◆ **Material extraído**
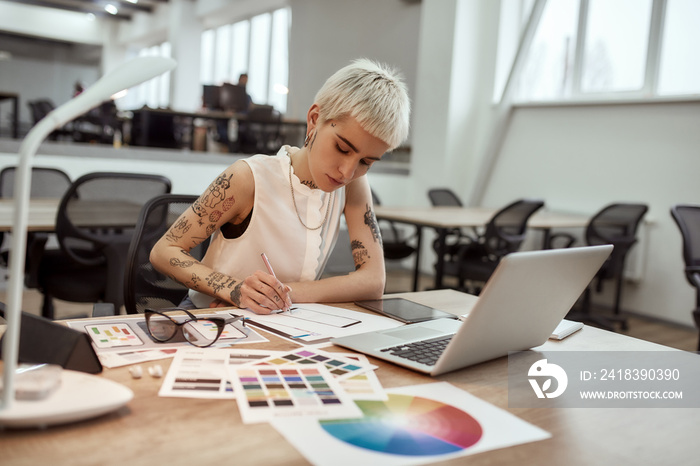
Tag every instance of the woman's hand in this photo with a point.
(263, 293)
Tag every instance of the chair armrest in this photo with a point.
(103, 309)
(566, 240)
(36, 243)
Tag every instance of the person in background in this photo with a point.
(289, 206)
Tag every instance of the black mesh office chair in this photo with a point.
(94, 225)
(48, 183)
(445, 197)
(615, 224)
(687, 217)
(396, 244)
(504, 233)
(261, 132)
(144, 286)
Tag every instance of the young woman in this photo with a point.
(289, 206)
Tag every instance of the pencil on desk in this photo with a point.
(272, 272)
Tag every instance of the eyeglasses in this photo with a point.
(202, 332)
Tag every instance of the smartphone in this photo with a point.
(404, 310)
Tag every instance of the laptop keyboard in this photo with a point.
(424, 351)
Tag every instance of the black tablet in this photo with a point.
(404, 310)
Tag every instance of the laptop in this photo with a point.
(525, 299)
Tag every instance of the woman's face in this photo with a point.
(341, 151)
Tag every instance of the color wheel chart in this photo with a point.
(419, 424)
(408, 425)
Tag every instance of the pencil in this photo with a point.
(272, 272)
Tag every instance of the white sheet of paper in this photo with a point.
(313, 324)
(420, 424)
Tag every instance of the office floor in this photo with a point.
(400, 280)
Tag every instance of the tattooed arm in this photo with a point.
(229, 199)
(367, 281)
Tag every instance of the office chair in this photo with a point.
(94, 225)
(615, 224)
(687, 217)
(505, 232)
(396, 245)
(261, 132)
(144, 286)
(445, 197)
(46, 183)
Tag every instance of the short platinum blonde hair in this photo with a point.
(373, 94)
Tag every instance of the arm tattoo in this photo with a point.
(236, 294)
(175, 262)
(371, 222)
(219, 281)
(359, 253)
(217, 191)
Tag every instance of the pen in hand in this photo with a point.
(272, 272)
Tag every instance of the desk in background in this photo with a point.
(173, 129)
(186, 431)
(443, 219)
(15, 111)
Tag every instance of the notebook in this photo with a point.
(525, 299)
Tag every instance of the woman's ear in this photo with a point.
(312, 118)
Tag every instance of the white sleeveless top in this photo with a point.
(296, 253)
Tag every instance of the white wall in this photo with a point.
(581, 158)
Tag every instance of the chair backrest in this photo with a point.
(144, 286)
(444, 197)
(100, 209)
(687, 217)
(40, 108)
(615, 224)
(506, 230)
(46, 182)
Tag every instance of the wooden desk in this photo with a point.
(150, 126)
(15, 111)
(42, 214)
(179, 431)
(443, 219)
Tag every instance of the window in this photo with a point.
(679, 71)
(602, 49)
(615, 49)
(257, 46)
(154, 93)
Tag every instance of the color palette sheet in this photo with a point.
(294, 392)
(339, 367)
(364, 386)
(127, 337)
(421, 424)
(203, 372)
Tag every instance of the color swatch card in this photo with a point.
(340, 367)
(291, 391)
(203, 372)
(364, 386)
(113, 335)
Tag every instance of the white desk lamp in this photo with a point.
(80, 395)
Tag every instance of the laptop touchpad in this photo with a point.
(417, 333)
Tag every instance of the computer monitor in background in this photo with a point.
(233, 98)
(211, 97)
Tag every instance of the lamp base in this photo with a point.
(80, 396)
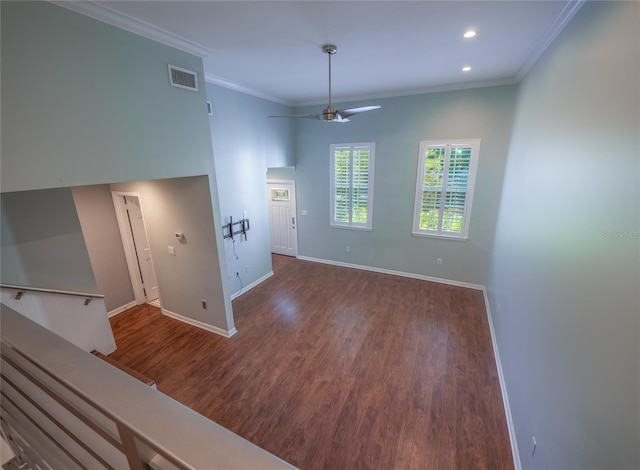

◆ **Lo que se pide**
Identifica cada línea de los registros que contenga la palabra "chair" y cópiala completa.

◆ **Salida completa**
Tag every instance of the chair armrest in this photo with a point.
Tag every instance of the black mesh office chair in this photo with a point.
Tag every instance of the office chair in this photo with a point.
Tag every instance of the chair backrest in this photo with a point.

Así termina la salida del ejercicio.